> **Input material**:
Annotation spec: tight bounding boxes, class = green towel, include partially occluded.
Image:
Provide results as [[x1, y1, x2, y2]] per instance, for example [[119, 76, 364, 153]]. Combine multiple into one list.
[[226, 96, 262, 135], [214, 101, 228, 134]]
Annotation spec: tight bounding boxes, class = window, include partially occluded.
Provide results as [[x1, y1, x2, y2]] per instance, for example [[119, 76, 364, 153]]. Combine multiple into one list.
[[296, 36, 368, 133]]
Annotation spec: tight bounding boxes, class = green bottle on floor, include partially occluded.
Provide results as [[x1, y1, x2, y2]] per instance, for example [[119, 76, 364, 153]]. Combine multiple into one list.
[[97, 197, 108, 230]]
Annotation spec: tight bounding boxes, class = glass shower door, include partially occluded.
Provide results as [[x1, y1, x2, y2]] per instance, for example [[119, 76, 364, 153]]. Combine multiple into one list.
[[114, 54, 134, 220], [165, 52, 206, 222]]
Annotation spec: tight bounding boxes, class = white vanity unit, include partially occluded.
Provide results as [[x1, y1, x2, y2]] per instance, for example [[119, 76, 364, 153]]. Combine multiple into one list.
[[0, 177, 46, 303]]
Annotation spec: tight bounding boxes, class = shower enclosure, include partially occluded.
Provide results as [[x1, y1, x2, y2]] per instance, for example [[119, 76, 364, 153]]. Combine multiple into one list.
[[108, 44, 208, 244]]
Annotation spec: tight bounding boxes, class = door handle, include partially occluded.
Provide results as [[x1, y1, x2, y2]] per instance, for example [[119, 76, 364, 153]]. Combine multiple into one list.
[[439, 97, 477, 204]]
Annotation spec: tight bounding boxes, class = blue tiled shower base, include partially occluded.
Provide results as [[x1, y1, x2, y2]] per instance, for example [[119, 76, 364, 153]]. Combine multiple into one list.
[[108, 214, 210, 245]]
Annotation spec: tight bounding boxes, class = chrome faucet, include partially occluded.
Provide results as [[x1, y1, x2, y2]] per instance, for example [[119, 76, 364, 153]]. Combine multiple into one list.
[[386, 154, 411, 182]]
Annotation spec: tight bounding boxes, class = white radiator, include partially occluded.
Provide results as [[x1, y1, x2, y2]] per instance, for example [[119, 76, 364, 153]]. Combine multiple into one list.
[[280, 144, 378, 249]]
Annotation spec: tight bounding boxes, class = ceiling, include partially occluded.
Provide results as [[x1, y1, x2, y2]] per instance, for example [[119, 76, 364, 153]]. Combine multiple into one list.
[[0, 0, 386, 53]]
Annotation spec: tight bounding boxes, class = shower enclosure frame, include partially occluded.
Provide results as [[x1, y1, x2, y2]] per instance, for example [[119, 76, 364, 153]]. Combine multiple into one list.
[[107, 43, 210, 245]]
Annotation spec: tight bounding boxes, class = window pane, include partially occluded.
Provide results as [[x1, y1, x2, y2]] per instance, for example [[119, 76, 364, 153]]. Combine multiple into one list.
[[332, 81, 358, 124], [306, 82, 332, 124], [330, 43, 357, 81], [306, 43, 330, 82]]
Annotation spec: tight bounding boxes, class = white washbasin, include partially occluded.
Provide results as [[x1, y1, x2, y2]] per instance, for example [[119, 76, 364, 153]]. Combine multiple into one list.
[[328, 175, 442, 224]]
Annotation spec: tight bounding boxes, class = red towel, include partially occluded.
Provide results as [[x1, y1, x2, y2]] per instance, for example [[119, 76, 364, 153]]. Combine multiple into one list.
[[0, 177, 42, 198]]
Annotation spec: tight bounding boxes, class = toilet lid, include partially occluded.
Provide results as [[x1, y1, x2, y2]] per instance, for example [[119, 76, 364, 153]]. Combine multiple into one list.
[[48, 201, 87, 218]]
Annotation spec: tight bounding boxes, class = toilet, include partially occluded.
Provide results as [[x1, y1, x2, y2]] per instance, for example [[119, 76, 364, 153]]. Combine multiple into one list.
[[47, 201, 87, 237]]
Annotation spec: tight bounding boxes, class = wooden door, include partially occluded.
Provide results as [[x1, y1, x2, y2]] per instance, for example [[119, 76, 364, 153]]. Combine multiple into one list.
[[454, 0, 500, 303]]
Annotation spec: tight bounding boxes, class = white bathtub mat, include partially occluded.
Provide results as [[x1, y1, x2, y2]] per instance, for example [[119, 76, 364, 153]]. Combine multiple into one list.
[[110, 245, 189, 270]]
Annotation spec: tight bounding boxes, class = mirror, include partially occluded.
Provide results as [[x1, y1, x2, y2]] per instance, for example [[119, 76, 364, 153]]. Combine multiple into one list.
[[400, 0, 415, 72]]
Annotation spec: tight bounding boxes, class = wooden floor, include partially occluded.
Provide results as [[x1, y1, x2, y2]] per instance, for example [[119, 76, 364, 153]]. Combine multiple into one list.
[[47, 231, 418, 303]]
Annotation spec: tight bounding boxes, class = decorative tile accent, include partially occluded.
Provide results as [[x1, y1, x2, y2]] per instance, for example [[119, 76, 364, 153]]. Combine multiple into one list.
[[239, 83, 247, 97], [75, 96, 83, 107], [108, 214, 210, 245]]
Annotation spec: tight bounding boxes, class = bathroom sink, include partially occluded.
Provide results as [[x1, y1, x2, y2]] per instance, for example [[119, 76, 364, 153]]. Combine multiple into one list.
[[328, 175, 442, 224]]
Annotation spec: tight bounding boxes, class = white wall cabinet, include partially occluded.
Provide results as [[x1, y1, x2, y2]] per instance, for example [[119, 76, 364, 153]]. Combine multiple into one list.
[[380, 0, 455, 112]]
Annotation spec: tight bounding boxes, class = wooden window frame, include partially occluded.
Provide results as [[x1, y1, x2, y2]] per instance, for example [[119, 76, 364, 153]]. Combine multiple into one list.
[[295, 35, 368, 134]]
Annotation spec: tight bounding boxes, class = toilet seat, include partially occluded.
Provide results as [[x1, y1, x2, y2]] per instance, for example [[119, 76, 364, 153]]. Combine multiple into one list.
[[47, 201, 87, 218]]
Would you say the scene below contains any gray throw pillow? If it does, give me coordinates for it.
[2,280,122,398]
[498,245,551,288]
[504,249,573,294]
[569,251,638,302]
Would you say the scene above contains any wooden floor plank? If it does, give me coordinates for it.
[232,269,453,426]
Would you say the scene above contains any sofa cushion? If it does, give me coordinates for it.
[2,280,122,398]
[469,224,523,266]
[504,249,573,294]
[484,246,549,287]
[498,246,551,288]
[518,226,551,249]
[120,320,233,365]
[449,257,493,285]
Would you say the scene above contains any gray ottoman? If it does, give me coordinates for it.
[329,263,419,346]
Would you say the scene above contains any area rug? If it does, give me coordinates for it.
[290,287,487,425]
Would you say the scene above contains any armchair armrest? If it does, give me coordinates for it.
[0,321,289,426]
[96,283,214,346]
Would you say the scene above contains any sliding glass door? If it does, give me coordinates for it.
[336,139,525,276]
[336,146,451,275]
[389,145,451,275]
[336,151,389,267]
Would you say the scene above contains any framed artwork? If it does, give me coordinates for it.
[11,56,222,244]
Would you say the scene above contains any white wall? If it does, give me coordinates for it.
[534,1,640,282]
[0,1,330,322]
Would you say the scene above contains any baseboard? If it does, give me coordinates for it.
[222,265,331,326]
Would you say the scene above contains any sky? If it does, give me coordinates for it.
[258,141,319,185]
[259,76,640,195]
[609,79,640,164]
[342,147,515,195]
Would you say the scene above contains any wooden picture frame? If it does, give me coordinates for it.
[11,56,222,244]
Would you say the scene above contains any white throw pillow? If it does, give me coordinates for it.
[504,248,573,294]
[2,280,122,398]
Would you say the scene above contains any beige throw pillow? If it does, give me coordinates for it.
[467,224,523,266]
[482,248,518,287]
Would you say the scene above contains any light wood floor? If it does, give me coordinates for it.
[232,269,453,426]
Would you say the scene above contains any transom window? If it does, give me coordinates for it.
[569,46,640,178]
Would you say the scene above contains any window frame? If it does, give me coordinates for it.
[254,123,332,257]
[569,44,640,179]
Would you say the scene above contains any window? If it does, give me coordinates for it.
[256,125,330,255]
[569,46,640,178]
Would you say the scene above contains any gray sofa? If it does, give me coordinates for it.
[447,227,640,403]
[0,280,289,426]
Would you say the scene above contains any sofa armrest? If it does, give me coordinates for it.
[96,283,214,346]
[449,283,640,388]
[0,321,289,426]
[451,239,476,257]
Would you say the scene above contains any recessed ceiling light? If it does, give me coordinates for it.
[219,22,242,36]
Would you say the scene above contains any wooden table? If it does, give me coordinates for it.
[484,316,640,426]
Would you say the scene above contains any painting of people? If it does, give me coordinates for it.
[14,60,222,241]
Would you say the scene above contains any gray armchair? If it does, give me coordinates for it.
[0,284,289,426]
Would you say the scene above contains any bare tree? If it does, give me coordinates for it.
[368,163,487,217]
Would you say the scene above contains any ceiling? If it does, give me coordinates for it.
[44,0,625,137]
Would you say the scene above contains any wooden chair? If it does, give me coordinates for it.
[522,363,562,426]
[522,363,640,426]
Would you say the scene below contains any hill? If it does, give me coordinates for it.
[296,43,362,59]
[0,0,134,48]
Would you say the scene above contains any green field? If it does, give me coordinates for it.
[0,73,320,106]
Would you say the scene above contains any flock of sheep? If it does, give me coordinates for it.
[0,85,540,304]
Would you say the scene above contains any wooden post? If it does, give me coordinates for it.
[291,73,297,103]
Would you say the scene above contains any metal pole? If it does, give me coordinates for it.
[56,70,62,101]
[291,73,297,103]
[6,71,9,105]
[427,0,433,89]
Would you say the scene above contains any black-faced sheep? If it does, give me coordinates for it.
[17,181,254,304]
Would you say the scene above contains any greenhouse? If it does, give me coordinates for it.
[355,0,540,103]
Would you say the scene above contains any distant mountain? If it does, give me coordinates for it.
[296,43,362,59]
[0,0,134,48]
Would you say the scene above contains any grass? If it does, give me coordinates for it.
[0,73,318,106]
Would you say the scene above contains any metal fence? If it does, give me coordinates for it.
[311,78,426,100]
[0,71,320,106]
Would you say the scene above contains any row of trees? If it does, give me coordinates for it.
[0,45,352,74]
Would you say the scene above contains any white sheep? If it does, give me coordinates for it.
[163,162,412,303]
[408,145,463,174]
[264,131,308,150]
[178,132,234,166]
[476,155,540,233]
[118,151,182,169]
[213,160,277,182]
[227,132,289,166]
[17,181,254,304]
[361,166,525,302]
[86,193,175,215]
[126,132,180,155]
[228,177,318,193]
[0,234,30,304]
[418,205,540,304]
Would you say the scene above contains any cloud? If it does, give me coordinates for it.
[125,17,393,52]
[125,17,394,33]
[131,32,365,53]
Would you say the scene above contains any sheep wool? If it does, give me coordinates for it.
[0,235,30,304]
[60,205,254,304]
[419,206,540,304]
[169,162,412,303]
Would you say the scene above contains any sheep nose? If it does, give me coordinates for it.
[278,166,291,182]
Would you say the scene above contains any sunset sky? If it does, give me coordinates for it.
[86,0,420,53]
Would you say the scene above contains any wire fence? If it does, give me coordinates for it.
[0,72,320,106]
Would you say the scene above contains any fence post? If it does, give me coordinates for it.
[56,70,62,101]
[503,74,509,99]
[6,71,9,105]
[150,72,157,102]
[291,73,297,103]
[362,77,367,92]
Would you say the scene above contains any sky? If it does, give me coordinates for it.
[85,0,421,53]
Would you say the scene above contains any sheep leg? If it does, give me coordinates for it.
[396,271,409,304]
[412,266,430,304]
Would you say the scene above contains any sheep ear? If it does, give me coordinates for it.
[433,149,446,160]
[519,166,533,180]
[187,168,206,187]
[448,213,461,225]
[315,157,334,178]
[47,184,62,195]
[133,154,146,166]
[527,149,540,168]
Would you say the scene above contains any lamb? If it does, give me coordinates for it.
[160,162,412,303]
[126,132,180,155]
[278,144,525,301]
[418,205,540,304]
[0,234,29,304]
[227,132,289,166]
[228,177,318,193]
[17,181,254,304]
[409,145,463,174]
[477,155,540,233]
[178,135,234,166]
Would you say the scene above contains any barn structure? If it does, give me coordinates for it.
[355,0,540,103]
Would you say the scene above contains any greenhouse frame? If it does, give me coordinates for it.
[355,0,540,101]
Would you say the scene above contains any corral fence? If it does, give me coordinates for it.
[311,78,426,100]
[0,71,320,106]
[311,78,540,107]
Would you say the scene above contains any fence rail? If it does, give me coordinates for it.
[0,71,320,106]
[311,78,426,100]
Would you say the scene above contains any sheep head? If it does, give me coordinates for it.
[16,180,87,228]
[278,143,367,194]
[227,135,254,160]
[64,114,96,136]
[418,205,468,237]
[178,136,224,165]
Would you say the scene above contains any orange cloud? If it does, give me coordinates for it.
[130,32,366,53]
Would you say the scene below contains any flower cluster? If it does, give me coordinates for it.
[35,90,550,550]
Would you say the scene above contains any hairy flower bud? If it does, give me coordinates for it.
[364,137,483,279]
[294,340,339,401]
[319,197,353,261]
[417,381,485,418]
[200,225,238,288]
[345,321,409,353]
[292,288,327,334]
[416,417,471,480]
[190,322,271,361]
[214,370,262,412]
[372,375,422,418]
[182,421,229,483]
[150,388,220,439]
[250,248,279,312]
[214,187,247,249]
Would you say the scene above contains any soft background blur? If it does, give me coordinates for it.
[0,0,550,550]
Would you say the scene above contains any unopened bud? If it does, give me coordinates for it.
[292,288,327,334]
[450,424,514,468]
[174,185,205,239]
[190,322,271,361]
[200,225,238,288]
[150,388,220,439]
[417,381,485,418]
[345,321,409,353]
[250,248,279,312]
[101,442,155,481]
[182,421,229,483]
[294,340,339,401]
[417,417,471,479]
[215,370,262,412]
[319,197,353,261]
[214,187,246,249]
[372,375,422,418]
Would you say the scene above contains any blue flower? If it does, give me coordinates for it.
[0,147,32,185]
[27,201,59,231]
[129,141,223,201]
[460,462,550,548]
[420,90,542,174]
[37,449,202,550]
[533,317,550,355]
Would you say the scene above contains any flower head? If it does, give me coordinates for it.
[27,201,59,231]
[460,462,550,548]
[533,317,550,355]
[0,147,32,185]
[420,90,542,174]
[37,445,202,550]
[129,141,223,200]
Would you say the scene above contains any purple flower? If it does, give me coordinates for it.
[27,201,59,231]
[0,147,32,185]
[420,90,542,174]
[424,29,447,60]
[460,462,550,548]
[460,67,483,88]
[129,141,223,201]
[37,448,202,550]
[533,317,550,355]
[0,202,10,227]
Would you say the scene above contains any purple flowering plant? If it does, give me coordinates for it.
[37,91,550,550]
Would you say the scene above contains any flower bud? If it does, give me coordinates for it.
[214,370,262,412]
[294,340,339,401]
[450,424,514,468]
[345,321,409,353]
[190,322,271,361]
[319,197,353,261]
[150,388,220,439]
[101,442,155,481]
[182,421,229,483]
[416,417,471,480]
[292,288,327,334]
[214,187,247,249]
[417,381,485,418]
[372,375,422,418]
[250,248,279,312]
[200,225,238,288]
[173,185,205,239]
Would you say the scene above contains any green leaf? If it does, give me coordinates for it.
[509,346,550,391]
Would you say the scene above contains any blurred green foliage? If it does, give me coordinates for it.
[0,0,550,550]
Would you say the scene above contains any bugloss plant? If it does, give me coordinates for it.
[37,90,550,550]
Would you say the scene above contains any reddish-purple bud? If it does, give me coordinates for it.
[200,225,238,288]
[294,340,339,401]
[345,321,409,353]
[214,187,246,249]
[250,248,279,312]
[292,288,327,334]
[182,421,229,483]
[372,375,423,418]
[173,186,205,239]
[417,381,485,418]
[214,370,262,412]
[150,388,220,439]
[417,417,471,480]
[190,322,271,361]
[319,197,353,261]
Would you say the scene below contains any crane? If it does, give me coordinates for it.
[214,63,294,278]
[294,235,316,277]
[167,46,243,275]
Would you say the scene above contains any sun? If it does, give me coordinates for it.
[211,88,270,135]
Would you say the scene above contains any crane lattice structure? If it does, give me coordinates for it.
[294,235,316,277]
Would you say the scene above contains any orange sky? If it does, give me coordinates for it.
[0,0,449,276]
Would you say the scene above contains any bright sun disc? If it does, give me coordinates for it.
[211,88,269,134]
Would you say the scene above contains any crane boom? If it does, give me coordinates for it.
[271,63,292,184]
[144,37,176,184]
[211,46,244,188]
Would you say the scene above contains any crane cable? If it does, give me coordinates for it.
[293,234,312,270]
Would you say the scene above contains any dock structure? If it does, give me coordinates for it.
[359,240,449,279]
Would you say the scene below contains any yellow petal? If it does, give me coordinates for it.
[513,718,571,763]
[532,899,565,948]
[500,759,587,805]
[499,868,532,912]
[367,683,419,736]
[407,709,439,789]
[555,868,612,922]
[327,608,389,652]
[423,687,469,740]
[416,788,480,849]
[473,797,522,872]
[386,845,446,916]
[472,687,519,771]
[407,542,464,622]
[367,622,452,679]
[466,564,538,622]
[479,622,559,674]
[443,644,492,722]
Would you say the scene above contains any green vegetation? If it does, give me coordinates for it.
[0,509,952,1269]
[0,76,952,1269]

> **Goal**:
Copy the lines word for word, starting at the line that contains "Would you say the scene above contains any purple flower?" and ending after the line that contains "[167,46,243,275]".

> **Result below**:
Would you say the scene above contains any purple flower? If it does, give me coordinates for it.
[27,201,59,231]
[0,147,32,185]
[420,90,542,174]
[424,29,447,60]
[460,462,550,548]
[460,67,483,88]
[129,141,223,201]
[37,448,202,550]
[533,317,550,355]
[0,202,10,227]
Would you say the scene above contains any purple flowering plant? If it does, give me coordinates for it.
[37,91,550,550]
Would you say the scene above contains any flower bud? If it does, give me coordinates for it.
[214,370,262,412]
[294,340,339,401]
[450,424,514,468]
[345,321,409,353]
[190,322,271,361]
[319,197,353,261]
[150,388,220,439]
[101,442,155,481]
[182,421,229,483]
[416,417,471,480]
[292,288,327,334]
[214,187,247,249]
[417,381,485,418]
[372,375,422,418]
[250,248,279,312]
[200,225,238,288]
[173,185,205,239]
Would you say the scene above contains any green leaf? If it does, give me coordinates for it.
[509,346,550,391]
Would you say the scene above contains any blurred green foliage? If it does, give me coordinates for it.
[0,0,550,550]
Would you say the scene above contains any bugloss plant? If it does, give me coordinates for it.
[37,90,550,550]
Would you say the scene above contains any reddish-purple bud? If it does, give me coordinates for it.
[200,225,238,288]
[294,340,339,401]
[345,321,409,353]
[214,187,246,249]
[250,248,279,312]
[292,288,327,334]
[182,421,229,483]
[372,375,423,418]
[173,186,205,239]
[417,381,485,418]
[214,370,262,412]
[150,388,220,439]
[417,417,471,480]
[190,322,271,361]
[319,197,353,261]
Would you say the scene below contains any crane? If it does, give me coordinates for it.
[214,63,294,278]
[294,235,316,277]
[167,46,243,275]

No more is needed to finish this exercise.